Natural-language object grounding data
────────────────
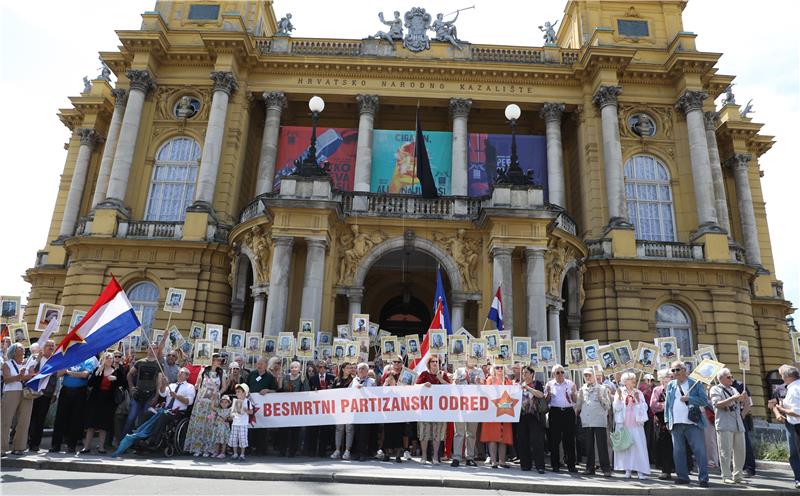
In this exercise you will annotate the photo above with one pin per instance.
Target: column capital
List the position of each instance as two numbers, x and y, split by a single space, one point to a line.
120 97
367 104
141 80
738 161
711 118
606 95
691 100
460 107
552 112
274 100
89 137
224 81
────────────────
* [Exercise description] The result should be the full set of entries above, restated exactly and without images.

* [Solved exercise]
In this exercise you will annotate the photo above with one pin per instance.
Target: column capital
List the position of each instance as two numbers, x and y, split by a single space, one point to a line.
120 97
367 104
141 80
738 161
711 118
606 95
691 100
460 107
552 112
274 100
89 137
224 81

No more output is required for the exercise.